#### Source passage
As the nation slowly recovers from the traumatic June elections, Morgan Tavangirai, the opposition leader whose MDC party nearly won at the polls after only nine months in existence, has somehow managed to disturb the honet's nest, allowing his opponents the pleasure of accusing him of "playing funny games with the future of the country".
A man of supposedly democratic inclinations, Tsvangirai threw all democratic principles out the window on 20 September when addressing a rally in Harare marking the first anniversary of the founding of his party.
He railed against President Mugabe -- a right of every opposition leader - but Tsvangirai did not stop there; he went on to advocate violence as a way of bringing change to the number one office of the country.
Mugabe's current term ends in two years time, but Tsvangirai says he cannot wait that long.
########
#### Information supplied
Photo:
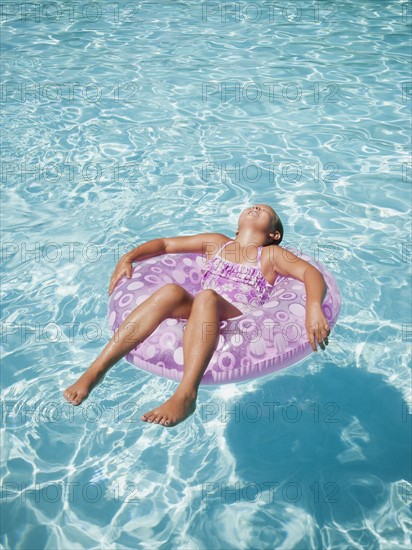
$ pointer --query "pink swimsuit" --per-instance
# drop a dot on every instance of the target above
(243, 286)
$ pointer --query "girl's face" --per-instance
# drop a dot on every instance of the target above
(262, 214)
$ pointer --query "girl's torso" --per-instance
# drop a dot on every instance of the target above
(269, 277)
(242, 283)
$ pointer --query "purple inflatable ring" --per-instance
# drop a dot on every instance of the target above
(270, 338)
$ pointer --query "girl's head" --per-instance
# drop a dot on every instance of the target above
(262, 218)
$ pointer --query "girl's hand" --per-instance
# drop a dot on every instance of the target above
(316, 326)
(124, 267)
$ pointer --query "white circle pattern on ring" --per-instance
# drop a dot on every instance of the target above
(269, 335)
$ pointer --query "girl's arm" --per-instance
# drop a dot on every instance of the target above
(289, 265)
(203, 243)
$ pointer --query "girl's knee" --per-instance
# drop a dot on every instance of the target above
(207, 296)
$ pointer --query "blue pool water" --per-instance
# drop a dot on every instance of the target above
(124, 124)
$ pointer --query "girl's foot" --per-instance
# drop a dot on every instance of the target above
(173, 411)
(79, 391)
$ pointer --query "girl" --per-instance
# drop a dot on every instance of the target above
(229, 289)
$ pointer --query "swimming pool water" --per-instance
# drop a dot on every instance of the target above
(122, 123)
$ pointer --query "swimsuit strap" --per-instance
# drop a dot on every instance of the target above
(259, 257)
(221, 248)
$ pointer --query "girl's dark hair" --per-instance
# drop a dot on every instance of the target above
(277, 226)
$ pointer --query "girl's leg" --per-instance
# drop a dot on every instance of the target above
(171, 300)
(199, 343)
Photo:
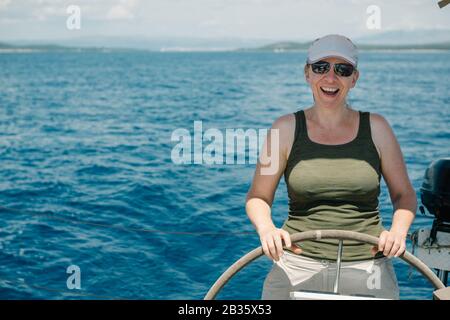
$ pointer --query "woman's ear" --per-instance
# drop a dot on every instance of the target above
(306, 71)
(355, 78)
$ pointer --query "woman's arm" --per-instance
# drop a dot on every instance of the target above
(401, 191)
(269, 169)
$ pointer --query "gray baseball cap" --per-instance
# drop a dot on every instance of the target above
(333, 45)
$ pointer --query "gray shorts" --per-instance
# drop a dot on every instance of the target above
(374, 278)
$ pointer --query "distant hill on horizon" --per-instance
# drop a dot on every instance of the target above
(386, 40)
(299, 46)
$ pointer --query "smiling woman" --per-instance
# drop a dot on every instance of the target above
(332, 158)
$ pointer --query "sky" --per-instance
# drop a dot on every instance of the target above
(246, 19)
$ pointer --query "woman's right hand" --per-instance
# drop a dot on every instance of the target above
(272, 239)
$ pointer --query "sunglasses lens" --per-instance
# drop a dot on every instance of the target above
(320, 67)
(343, 69)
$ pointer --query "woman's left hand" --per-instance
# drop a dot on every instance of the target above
(391, 243)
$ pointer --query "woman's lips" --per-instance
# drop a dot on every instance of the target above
(329, 91)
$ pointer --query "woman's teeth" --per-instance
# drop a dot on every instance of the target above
(329, 91)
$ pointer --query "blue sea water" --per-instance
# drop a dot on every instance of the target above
(86, 175)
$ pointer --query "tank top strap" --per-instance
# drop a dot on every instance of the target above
(299, 126)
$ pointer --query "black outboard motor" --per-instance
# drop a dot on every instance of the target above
(435, 196)
(435, 190)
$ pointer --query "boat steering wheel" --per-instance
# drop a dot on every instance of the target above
(318, 235)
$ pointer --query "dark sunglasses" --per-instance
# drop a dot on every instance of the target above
(341, 69)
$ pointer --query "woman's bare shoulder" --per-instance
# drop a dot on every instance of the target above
(382, 133)
(286, 126)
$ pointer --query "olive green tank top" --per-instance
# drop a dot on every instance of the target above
(334, 187)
########
What is asked >>
(A) In the passage about the MDC opposition leader, what occasion did the 20 September rally in Harare mark?
(B) Carry on the passage about the MDC opposition leader from its final sentence.

Results >>
(A) The rally marked the first anniversary of the founding of his party.

(B)
"It should be known that we don't intend to impose MDC rule by dismissing Mugabe," he told the adoring crowd of about 20,000 MDC supporters inside the Rufaro Stadium. But he immediately contradicted himself by adding: "The issue is to remove Mugabe... The person we don't want is Mugabe. This time we will not stop until he goes. If we call off the action before the objective is achieved, then you should boot us [MDC] out instead. The days for one-day staysways are gone.
He continued: "What we want to tell Mugabe today is that please go peacefully. Time has come for action. We can't wait until 2002 [to vote him out] because the rate at which this man is destroying this nation is dangerous. Time for decisive action is now and if he doesn't listen to the voice of the people, then [the] people have a right to force him to recognise their voice."
Tsvangirai did not immediately specify what "action" he was talking about, except by saying the MDC would "be consulting" before coming back to the people. "We will decide what action to take. We are already suffering anyway," he said. "The action will this time be spread to rural and farming areas."
His supporters roared their approval all right, but it did not take long for his senior advisers to see that their man was attempting to commit political suicide.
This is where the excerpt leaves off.